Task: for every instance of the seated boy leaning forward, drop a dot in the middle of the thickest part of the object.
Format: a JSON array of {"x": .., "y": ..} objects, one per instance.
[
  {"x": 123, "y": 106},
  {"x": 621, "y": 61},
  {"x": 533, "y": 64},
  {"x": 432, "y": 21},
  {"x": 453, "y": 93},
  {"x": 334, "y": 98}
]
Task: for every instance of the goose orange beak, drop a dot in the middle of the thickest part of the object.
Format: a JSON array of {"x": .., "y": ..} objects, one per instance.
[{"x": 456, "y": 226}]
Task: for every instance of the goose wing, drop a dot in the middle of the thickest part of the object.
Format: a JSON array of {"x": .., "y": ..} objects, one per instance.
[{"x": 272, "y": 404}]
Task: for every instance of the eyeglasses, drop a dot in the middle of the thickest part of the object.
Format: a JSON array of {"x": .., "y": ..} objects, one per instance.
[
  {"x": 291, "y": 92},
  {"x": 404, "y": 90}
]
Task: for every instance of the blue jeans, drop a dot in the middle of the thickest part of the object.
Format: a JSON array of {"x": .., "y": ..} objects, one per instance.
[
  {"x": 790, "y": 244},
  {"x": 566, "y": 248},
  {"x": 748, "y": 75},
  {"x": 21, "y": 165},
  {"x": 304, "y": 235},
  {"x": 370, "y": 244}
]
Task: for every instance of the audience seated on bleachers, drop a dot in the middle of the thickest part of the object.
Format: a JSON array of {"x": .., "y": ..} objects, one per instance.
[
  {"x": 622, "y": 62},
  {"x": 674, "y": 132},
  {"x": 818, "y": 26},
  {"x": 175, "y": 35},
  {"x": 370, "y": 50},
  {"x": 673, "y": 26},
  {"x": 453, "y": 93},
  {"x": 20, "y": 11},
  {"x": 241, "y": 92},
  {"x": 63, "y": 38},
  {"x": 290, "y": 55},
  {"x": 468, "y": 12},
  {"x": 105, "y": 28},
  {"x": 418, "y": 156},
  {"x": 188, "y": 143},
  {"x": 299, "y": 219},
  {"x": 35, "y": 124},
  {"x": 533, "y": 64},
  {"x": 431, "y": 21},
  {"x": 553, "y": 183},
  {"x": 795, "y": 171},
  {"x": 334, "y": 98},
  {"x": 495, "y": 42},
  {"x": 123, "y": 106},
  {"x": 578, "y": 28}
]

## Work to complete:
Retype the material in full. Each word must match.

## Written reply:
Task: for every instance of the seated boy leaning forward, drop a dot in the middle of the thickest part of the object.
Format: a JSON array of {"x": .., "y": ..} objects, one per instance.
[
  {"x": 123, "y": 106},
  {"x": 621, "y": 61},
  {"x": 533, "y": 64},
  {"x": 432, "y": 21},
  {"x": 453, "y": 93},
  {"x": 334, "y": 98}
]
Task: for every instance of the goose orange beak, drop a dot in the middle of the thickest part of the object.
Format: a JSON array of {"x": .., "y": ..} objects, one per instance.
[{"x": 456, "y": 226}]
Task: for every instance of the goose wing, drop a dot in the middle of the thickest part of the object.
Format: a JSON array of {"x": .., "y": ..} objects, one per instance.
[{"x": 272, "y": 404}]
Task: for every instance of the eyeglasses, drop a dot in the middle of the thickest part of the object.
Format: a JSON array of {"x": .., "y": ..} objects, one per instance.
[
  {"x": 291, "y": 92},
  {"x": 404, "y": 90}
]
Task: for every instance of the blue jeans, drop a dot in the middle of the thickest part of the object.
Format: a JSON array of {"x": .., "y": ..} objects, one per instance.
[
  {"x": 790, "y": 244},
  {"x": 566, "y": 248},
  {"x": 748, "y": 75},
  {"x": 21, "y": 165},
  {"x": 304, "y": 235},
  {"x": 370, "y": 244}
]
Task: for every instance of the audience seated on bleachers, drop a dot in the middle of the thickest part of the object.
Format: a JSON array of {"x": .., "y": ..} objects, one per instance.
[
  {"x": 622, "y": 62},
  {"x": 674, "y": 132},
  {"x": 818, "y": 26},
  {"x": 175, "y": 35},
  {"x": 370, "y": 50},
  {"x": 673, "y": 26},
  {"x": 453, "y": 93},
  {"x": 20, "y": 11},
  {"x": 241, "y": 92},
  {"x": 63, "y": 38},
  {"x": 290, "y": 55},
  {"x": 468, "y": 12},
  {"x": 105, "y": 28},
  {"x": 418, "y": 156},
  {"x": 188, "y": 143},
  {"x": 299, "y": 219},
  {"x": 35, "y": 124},
  {"x": 533, "y": 64},
  {"x": 431, "y": 21},
  {"x": 553, "y": 183},
  {"x": 795, "y": 171},
  {"x": 334, "y": 98},
  {"x": 495, "y": 42},
  {"x": 123, "y": 106},
  {"x": 578, "y": 28}
]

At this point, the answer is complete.